### Exercise
Every record must be transcribed in its entirety, apart from the images, which are to be omitted.

________________

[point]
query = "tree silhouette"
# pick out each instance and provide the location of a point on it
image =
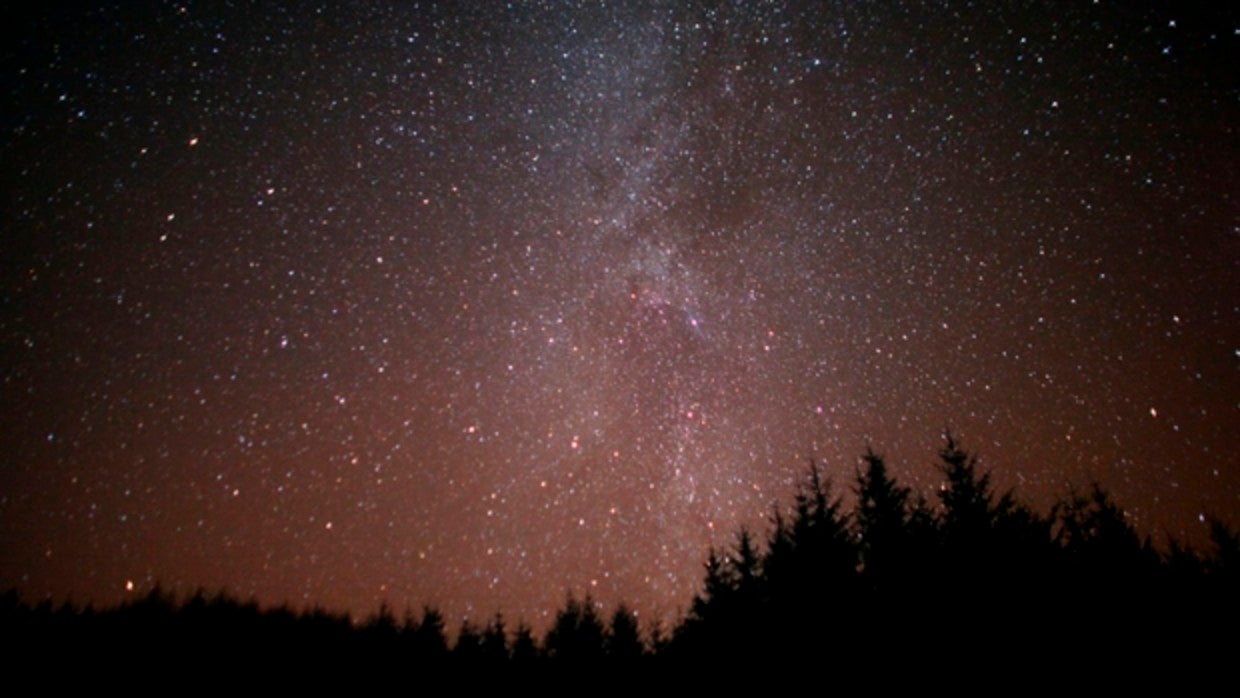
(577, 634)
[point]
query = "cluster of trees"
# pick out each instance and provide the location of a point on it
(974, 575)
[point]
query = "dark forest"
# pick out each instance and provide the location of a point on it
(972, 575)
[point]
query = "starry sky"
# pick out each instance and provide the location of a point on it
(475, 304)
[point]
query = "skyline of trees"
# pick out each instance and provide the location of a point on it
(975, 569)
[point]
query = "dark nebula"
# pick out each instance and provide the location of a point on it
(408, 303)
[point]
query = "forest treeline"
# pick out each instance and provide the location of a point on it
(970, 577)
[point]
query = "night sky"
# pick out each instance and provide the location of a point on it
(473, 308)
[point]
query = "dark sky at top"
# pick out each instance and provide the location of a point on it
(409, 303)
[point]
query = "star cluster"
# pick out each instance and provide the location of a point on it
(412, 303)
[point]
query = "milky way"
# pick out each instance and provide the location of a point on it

________________

### Exercise output
[point]
query = "tree silhouette"
# pick out each instance and provide the location of a point on it
image =
(577, 634)
[point]
query = "cluster of trees"
# pick out each instance and provide the location of a point on it
(974, 575)
[point]
query = "dark forest"
# pick out each instance and provide the location of a point on it
(972, 575)
[point]
query = "starry sky"
# pick out each instance and provide the location of a point on it
(475, 304)
[point]
query = "skyline of trees"
# pick out each instance and provide the location of a point on it
(975, 569)
[point]
query = "dark nebula"
# pick out each instance and provide the location of a point on it
(408, 303)
[point]
query = "forest treeline"
# pick out each instance and provide the location of a point on it
(970, 577)
[point]
query = "night sky"
# pick out each instance and provide the location of a point on it
(473, 308)
[point]
query = "dark sky at top"
# pick out each instance and provide the location of a point on it
(409, 303)
[point]
query = "star cluster"
# pick out each instance and provide the location of a point on it
(412, 303)
[point]
query = "milky way"
# pick out each instance and provide the location of a point on it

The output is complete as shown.